Collected data
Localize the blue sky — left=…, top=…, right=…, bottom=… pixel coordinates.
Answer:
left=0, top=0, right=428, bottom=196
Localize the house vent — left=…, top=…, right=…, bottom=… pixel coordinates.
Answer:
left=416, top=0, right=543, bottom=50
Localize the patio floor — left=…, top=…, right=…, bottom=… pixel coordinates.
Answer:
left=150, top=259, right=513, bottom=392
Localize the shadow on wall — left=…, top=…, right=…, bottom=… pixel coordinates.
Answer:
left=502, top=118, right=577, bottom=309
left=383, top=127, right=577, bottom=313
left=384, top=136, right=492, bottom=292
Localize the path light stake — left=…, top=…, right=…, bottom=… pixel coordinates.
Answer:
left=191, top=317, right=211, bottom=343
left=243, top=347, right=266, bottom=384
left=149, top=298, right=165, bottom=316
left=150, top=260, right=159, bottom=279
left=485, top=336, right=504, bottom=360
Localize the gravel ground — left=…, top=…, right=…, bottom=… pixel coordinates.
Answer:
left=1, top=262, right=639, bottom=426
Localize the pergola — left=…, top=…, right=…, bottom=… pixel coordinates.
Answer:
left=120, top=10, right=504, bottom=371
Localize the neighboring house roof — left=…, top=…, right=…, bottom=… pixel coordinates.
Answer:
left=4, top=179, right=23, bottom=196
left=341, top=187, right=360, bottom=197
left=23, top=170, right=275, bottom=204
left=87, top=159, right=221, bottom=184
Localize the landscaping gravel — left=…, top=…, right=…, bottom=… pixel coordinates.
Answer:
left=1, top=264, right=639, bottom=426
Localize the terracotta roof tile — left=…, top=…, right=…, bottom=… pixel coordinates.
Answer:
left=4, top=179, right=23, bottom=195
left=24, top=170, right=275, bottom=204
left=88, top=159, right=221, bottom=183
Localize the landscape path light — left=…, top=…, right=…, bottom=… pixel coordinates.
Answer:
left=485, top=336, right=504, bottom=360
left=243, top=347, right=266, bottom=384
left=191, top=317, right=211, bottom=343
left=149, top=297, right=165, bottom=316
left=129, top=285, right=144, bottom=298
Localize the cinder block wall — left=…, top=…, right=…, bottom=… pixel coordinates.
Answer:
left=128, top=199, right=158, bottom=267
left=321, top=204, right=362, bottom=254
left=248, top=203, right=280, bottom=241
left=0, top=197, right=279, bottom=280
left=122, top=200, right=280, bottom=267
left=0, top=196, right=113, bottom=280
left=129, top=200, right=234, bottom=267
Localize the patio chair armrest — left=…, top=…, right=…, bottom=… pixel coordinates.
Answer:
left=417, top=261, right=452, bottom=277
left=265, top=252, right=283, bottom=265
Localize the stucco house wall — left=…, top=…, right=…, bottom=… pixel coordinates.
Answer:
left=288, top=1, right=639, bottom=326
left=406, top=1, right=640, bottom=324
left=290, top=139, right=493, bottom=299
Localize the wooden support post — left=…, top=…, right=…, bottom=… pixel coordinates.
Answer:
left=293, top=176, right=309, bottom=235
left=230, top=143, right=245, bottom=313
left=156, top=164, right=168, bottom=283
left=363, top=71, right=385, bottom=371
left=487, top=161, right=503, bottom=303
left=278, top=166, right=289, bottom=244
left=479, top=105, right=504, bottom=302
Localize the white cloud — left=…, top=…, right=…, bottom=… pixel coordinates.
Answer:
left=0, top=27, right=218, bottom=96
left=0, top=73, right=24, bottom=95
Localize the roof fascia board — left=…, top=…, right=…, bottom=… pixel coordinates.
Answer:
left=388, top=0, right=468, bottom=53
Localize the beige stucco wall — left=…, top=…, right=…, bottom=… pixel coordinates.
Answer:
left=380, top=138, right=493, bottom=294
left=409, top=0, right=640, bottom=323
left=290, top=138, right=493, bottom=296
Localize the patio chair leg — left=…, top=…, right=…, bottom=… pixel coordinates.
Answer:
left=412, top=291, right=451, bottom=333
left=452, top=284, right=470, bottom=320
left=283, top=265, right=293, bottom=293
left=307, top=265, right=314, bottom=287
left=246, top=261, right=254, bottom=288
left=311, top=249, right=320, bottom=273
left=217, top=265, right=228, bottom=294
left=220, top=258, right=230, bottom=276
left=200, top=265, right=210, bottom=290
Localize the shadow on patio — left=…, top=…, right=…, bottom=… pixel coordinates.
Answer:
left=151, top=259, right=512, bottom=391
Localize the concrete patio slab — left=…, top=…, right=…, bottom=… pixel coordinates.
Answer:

**PROBLEM TO SOLVE**
Which lines run from the one containing "Localize the concrete" to the end of the records? Transcribe exactly those, both ends included.

**YOUR SOLUTION**
Localize the concrete patio slab — left=…, top=…, right=…, bottom=… pixel coordinates.
Answer:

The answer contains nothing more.